■ **Saved entries**:

:::

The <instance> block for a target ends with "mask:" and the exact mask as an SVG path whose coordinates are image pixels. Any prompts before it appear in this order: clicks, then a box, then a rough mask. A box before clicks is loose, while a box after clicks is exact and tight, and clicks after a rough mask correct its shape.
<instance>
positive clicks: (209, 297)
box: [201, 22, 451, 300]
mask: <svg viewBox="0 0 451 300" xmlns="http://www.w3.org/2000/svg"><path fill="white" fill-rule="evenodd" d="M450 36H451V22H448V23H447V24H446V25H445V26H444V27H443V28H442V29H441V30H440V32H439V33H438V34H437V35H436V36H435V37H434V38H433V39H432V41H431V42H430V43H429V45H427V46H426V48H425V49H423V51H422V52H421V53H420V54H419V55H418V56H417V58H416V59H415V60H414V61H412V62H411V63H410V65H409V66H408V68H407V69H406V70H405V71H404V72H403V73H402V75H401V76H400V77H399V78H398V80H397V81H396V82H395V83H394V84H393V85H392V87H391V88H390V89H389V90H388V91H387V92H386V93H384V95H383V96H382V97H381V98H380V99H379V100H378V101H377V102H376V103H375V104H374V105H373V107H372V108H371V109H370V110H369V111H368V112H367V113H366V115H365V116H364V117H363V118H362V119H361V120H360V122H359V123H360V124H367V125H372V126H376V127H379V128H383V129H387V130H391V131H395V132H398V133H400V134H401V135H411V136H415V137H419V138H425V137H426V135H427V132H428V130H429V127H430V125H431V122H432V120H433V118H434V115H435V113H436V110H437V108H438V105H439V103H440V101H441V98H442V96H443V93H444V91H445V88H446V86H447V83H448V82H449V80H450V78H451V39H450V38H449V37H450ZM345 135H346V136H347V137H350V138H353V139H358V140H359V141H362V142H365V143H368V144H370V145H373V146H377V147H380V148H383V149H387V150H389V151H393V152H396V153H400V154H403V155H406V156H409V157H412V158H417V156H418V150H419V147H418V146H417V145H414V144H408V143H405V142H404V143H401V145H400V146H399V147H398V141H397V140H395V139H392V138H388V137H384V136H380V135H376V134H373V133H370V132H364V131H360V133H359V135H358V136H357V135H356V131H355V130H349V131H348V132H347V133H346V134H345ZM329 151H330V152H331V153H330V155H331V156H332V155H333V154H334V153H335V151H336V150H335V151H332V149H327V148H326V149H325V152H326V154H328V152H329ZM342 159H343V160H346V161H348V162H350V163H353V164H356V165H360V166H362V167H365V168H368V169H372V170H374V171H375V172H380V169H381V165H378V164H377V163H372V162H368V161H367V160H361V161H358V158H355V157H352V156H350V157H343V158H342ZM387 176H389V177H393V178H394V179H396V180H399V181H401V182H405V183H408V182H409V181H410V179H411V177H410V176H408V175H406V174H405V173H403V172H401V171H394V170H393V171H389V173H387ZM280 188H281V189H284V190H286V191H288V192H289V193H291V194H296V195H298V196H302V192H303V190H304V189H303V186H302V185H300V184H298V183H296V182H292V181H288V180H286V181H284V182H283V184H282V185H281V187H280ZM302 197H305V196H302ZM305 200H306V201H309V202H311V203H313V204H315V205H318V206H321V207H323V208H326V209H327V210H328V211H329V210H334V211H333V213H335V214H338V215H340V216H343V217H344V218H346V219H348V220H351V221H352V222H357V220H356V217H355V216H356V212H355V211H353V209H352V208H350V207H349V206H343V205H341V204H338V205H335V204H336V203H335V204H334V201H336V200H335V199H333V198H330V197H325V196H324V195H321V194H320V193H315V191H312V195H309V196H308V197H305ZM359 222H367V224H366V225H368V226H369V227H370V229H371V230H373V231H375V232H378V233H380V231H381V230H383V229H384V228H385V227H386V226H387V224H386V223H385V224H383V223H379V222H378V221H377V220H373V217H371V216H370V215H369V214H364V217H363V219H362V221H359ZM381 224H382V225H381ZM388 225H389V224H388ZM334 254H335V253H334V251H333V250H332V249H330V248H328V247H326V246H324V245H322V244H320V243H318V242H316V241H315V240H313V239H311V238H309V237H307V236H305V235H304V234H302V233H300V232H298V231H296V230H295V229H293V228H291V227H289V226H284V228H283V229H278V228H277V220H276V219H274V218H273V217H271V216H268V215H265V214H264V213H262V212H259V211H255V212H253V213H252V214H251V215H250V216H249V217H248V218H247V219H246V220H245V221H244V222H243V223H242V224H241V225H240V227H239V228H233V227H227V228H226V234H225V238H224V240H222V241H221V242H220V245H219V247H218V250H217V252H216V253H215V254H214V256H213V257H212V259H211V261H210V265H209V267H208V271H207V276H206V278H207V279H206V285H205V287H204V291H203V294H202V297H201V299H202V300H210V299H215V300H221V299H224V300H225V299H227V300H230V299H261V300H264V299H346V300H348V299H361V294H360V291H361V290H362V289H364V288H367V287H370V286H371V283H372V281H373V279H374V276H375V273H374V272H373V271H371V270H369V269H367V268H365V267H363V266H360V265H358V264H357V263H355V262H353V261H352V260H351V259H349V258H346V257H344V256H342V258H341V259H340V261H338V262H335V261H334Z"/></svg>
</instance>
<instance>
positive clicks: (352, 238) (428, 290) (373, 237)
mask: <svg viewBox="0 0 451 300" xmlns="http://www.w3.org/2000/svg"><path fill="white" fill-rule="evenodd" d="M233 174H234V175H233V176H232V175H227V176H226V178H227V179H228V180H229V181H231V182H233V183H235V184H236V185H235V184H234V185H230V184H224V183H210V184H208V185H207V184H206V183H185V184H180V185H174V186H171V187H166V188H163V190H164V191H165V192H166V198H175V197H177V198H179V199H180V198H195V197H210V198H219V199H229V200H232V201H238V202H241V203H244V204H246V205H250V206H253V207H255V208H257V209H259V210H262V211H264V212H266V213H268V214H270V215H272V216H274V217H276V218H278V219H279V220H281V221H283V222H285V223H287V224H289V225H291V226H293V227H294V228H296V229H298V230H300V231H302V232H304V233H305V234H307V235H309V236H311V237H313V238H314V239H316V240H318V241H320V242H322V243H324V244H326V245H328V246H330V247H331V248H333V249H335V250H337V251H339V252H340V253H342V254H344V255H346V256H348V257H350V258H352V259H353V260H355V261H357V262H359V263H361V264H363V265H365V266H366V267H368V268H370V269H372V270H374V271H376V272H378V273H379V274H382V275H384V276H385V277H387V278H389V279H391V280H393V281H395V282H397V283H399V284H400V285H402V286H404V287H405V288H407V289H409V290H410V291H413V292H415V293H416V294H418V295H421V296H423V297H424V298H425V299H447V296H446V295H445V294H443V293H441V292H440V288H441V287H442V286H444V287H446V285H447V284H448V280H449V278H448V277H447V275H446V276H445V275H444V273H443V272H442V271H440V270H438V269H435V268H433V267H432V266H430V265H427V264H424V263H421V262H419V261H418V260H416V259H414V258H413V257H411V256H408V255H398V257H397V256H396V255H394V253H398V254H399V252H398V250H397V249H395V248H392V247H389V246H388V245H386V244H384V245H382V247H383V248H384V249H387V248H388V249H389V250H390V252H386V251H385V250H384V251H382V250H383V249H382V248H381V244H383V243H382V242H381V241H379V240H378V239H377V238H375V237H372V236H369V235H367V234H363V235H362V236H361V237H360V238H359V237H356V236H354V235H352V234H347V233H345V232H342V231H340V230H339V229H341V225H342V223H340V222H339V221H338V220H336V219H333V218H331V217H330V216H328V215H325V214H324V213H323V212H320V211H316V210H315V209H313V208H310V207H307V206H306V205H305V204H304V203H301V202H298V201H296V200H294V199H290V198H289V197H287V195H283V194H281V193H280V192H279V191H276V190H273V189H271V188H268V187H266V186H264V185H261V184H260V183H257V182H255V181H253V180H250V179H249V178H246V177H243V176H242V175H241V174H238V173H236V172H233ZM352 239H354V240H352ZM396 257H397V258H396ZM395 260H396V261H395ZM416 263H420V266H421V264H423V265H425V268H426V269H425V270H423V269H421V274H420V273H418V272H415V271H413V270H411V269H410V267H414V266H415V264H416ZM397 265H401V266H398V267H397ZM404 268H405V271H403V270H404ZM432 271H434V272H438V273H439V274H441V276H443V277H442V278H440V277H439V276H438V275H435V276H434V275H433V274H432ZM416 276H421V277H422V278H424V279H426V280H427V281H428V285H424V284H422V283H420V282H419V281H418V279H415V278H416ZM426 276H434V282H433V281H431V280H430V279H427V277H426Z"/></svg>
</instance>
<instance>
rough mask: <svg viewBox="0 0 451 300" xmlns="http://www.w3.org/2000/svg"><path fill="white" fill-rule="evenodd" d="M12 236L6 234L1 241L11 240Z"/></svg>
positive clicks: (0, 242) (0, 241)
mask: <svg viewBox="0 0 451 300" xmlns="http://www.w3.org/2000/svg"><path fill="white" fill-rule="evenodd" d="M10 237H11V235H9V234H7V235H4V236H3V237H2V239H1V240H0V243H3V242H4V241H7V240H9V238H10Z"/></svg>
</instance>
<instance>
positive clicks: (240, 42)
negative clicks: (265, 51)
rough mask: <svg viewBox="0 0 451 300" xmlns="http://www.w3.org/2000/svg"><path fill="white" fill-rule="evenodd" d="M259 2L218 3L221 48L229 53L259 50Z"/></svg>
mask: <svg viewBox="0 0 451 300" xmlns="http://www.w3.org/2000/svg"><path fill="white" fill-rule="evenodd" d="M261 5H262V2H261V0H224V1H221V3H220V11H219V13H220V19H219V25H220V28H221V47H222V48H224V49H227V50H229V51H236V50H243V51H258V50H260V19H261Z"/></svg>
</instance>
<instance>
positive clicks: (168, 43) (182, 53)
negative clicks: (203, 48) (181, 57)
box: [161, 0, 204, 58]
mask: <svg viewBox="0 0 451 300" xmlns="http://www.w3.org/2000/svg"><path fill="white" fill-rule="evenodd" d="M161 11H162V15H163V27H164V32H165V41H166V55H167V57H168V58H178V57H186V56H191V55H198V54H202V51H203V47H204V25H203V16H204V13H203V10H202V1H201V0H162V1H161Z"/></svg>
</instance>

:::

■ **WHAT THE TASK ASKS**:
Gather every line of the listing that contains the string "clicks" and copy each one out in full.

■ **SOLUTION FOR THIS EXERCISE**:
The <instance> block for a target ends with "mask:" and the exact mask as an SVG path whose coordinates are image pixels. Any prompts before it appear in this order: clicks, then a box, then a rough mask. A box before clicks is loose, while a box after clicks is exact and tight, and clicks after a rough mask correct its shape.
positive clicks: (209, 297)
positive clicks: (352, 238) (428, 290) (373, 237)
positive clicks: (0, 242) (0, 241)
positive clicks: (240, 42)
negative clicks: (265, 51)
positive clicks: (168, 43) (182, 53)
negative clicks: (203, 48) (181, 57)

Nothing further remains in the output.